## VOTRE OBJECTIF
Recopiez mot pour mot l'ensemble du passage sur Truffaut, du début à la fin.

## TEXTE EXTRAIT
━━━━━━━━━━━━━━━━━━━━

Par petites touches, Simsolo rappelle les travers du réalisateur. Trompeur, Truffaut accuse le poids de ses sentiments, préfère la Politique des auteurs aux cris des révolutionnaires. La syphilis porte atteinte à sa santé physique, les ruptures amoureuses à la clarté de son esprit. Sa vie est un vaste champ-contrechamp, alternant moments de joie intense et une tristesse infinie qui se retrouve de façon souterraine dans la plupart de ses films. Des 400 coups à La Chambre verte en passant par La Nuit américaine, Truffaut fut le grand narrateur de son histoire, faisant de la mise en scène un moyen de reprendre sa vie en main. Mais les tournages ne sont pas éternels.
Le dessin de Marek n’est pas étranger au style du cinéaste. Comme celui-ci aménageait une place de choix aux classiques dans son panthéon personnel, le dessinateur s’inscrit dans la tradition de la ligne claire dont il creuse l’apparente maîtrise d’une approche fuyante propre à une conception mobile du dessin. Volontairement ou non, Marek privilégie par moment l’esquisse pour retrouver quelque chose de l’incertitude du souvenir.
Ce nouveau volume enrichit donc d’une belle manière la collection « 9 ½ » de Glénat, Truffaut rejoignant Hitchcock, Lino Ventura, et Sergio Leone, entre cases et cadrages.

━━━━━━━━━━━━━━━━━━━━

## EXTRAITS DE DONNÉES

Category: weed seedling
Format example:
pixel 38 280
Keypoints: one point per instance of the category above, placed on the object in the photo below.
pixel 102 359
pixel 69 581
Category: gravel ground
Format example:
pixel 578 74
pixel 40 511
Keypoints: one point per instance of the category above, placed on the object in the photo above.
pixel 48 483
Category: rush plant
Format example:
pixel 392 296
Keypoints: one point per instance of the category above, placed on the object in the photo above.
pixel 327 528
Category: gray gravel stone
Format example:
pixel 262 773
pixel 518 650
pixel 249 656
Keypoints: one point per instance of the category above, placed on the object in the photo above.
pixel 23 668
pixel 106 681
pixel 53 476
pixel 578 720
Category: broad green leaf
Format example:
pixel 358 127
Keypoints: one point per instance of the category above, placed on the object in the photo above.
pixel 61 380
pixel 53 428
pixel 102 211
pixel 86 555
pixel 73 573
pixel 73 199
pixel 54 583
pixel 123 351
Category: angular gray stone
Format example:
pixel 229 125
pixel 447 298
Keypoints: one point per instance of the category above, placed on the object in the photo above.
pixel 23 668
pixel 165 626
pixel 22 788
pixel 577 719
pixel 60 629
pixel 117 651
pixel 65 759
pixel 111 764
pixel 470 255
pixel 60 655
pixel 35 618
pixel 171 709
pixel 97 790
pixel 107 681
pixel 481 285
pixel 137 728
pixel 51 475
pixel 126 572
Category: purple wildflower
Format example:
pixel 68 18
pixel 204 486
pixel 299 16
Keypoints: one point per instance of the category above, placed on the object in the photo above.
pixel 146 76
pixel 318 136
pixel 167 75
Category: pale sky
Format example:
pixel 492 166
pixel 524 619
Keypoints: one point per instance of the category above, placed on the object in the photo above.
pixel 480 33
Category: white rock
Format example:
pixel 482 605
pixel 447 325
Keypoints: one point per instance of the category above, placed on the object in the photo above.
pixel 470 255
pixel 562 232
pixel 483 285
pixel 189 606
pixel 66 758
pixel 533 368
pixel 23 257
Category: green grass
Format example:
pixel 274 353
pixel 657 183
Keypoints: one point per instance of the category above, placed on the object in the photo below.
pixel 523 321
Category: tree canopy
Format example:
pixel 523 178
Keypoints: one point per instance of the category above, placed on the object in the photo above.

━━━━━━━━━━━━━━━━━━━━

## RÉPONSE CI-DESSOUS
Par petites touches, Simsolo rappelle les travers du réalisateur. Trompeur, Truffaut accuse le poids de ses sentiments, préfère la Politique des auteurs aux cris des révolutionnaires. La syphilis porte atteinte à sa santé physique, les ruptures amoureuses à la clarté de son esprit. Sa vie est un vaste champ-contrechamp, alternant moments de joie intense et une tristesse infinie qui se retrouve de façon souterraine dans la plupart de ses films. Des 400 coups à La Chambre verte en passant par La Nuit américaine, Truffaut fut le grand narrateur de son histoire, faisant de la mise en scène un moyen de reprendre sa vie en main. Mais les tournages ne sont pas éternels.
Le dessin de Marek n’est pas étranger au style du cinéaste. Comme celui-ci aménageait une place de choix aux classiques dans son panthéon personnel, le dessinateur s’inscrit dans la tradition de la ligne claire dont il creuse l’apparente maîtrise d’une approche fuyante propre à une conception mobile du dessin. Volontairement ou non, Marek privilégie par moment l’esquisse pour retrouver quelque chose de l’incertitude du souvenir.
Ce nouveau volume enrichit donc d’une belle manière la collection « 9 ½ » de Glénat, Truffaut rejoignant Hitchcock, Lino Ventura, et Sergio Leone, entre cases et cadrages.